▸ **SET EXERCISE A**: Please rewrite the records as a numbered list with blank lines omitted, starting with the first line of the records and going on through the line with "10;0;1270;323".

I know that this has been discussed a bit in the past, but I was hoping that some Python gurus could shed some light on this issue, and maybe let me know if there are any plans for solving this problem. I know a hack that might work, but there must be a better way to solve this problem.
The short version of the problem is that obmalloc.c never frees memory. This is a great strategy if the application runs for a short time then quits, or if it has fairly constant memory usage. However, applications with very dynamic memory needs and that run for a long time do not perform well because Python hangs on to the peak amount of memory required, even if that memory is only required for a tiny fraction of the run time. With my application, I have a python process which occupy 1 GB of RAM for ~20 hours, even though it only uses that 1 GB for about 5 minutes. This is a problem that needs to be addressed, as it negatively impacts the performance of Python when manipulating very large data sets. In fact, I found a mailing list post where the poster was looking for a workaround for this issue, but I can't find it now.

Coordinate annotation entries:
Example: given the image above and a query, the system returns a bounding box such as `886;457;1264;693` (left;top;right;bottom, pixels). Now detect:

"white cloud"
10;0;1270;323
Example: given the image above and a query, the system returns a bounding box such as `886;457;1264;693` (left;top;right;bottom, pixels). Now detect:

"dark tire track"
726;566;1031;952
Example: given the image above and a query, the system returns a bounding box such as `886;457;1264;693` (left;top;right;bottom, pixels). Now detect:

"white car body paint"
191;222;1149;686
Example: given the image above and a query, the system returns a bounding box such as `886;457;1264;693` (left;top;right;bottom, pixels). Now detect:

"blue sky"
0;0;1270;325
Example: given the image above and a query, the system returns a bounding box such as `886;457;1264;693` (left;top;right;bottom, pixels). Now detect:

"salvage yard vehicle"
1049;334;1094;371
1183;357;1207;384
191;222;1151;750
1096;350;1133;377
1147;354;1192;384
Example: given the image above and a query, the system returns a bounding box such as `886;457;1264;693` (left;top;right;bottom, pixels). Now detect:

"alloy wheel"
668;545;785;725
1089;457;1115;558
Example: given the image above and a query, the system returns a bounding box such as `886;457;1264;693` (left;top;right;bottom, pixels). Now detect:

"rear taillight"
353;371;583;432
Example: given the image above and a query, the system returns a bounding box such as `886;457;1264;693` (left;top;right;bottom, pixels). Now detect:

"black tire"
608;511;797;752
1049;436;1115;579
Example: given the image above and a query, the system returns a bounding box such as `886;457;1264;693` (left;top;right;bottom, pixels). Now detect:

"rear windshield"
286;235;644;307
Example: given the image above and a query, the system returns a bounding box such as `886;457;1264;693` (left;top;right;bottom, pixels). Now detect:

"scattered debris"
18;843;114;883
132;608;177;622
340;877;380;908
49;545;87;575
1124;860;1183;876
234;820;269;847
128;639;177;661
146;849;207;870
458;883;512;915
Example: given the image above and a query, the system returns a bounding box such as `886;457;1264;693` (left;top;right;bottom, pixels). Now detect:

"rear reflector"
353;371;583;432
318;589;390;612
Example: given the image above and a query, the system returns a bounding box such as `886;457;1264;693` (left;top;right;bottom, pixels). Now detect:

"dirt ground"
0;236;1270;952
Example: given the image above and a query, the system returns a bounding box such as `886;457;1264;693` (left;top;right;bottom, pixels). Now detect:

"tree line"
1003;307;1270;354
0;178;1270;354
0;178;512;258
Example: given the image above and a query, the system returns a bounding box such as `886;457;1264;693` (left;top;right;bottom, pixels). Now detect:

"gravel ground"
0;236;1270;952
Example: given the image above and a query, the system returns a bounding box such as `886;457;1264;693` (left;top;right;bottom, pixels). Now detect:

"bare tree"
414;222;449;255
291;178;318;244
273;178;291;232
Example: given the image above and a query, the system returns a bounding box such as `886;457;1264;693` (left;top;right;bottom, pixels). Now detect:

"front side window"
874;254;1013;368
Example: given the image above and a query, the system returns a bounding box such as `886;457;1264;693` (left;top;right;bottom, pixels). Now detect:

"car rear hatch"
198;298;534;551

▸ **SET EXERCISE B**: In the Python memory post, which file is said to never free memory?

▸ **EXERCISE OUTPUT A**:
1. Example: given the image above and a query, the system returns a bounding box such as `886;457;1264;693` (left;top;right;bottom, pixels). Now detect:
2. "white cloud"
3. 10;0;1270;323

▸ **EXERCISE OUTPUT B**: obmalloc.c